** Start Task material **
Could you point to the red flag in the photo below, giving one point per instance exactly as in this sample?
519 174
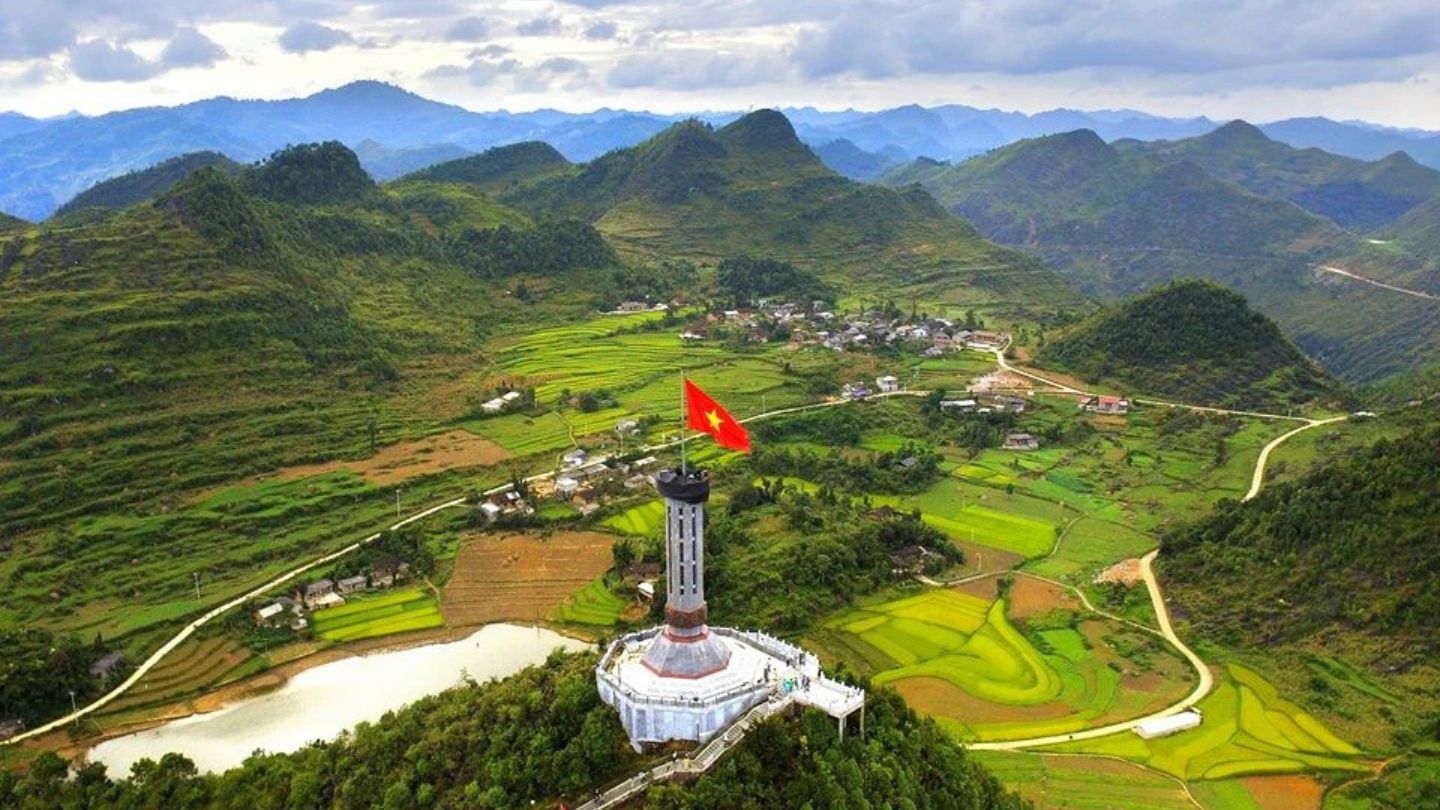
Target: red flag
707 417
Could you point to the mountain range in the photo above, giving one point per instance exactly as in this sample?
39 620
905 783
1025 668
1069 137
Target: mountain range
43 163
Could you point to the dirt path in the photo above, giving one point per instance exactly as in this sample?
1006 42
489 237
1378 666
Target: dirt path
1381 284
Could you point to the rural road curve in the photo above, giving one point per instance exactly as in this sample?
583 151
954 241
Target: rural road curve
1000 356
1371 281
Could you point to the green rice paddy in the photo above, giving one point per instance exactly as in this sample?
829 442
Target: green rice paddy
592 604
366 617
1247 728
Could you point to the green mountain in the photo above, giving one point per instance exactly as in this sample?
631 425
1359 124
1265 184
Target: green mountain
498 169
1194 342
1118 224
753 188
216 333
1354 193
543 738
1350 549
146 183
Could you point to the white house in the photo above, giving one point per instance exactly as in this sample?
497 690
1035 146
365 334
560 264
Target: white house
1168 725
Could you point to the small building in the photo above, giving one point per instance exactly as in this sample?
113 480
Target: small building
108 665
270 613
352 584
1105 405
327 601
316 590
1168 725
1021 441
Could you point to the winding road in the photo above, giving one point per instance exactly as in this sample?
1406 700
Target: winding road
1157 598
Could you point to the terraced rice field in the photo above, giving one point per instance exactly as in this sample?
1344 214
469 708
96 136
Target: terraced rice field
1247 728
959 659
641 521
594 604
522 577
195 666
385 614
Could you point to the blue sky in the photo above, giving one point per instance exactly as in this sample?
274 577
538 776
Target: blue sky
1257 59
** End Task material **
__Task description__.
Change every "Target" to "Object" in the items above, keep all other text the same, and omit the pictures from your answer.

__Worked solution__.
Could you point to the red flag in the photo below, giving one point per instance exactly as in this sample?
519 174
Object: red flag
707 417
Could you point to the mountain range in the photo above, giving one point per instance exactly as in this sample?
39 620
905 783
1025 668
1069 137
Object: mountain range
43 163
Could you point to the dirt path in the photo above, giving one point per instance exactly as in this sample?
1006 42
489 237
1378 666
Object: dirt path
1381 284
Could you point to the rural road curve in the photo above, giving one point per instance exactly as in this sample?
583 151
954 241
Object: rural road curve
1000 356
1371 281
Could you point to the green rice paddy in the photo above, giving one point per instance exactly as in this sample?
829 442
Object: green rice paddy
592 604
366 617
1247 728
Could you point to the green mountain in the photo above, giving one point per instance exactly as in this sample?
631 425
1359 124
1265 184
Object: green mountain
498 169
1194 342
1118 224
753 188
216 333
1354 193
543 738
1350 549
146 183
Could you point to the white house in the photo above, giving one point per instance exactly as in this sample?
497 690
1035 146
365 334
560 264
Object: white house
1168 725
Could you point to the small building in the photo above, giving one point per instance exactly as in this sample?
113 480
Object: small building
108 665
270 613
352 584
1105 405
327 601
316 590
1168 725
1021 441
Could you point to the winding road in the photo above, giving one point per instance exactly as in this sample?
1406 700
Object: winding road
1157 598
Could you point to the terraced rice field in the photo above, giving one point per instance exactly as in this sample?
1344 214
469 708
96 136
Object: terraced rice field
1247 728
959 659
641 521
594 604
522 577
195 666
385 614
Could you point to the blue sky in the photo above, giving one point per instance exactly as in this sample?
274 577
538 776
Object: blue sky
1257 59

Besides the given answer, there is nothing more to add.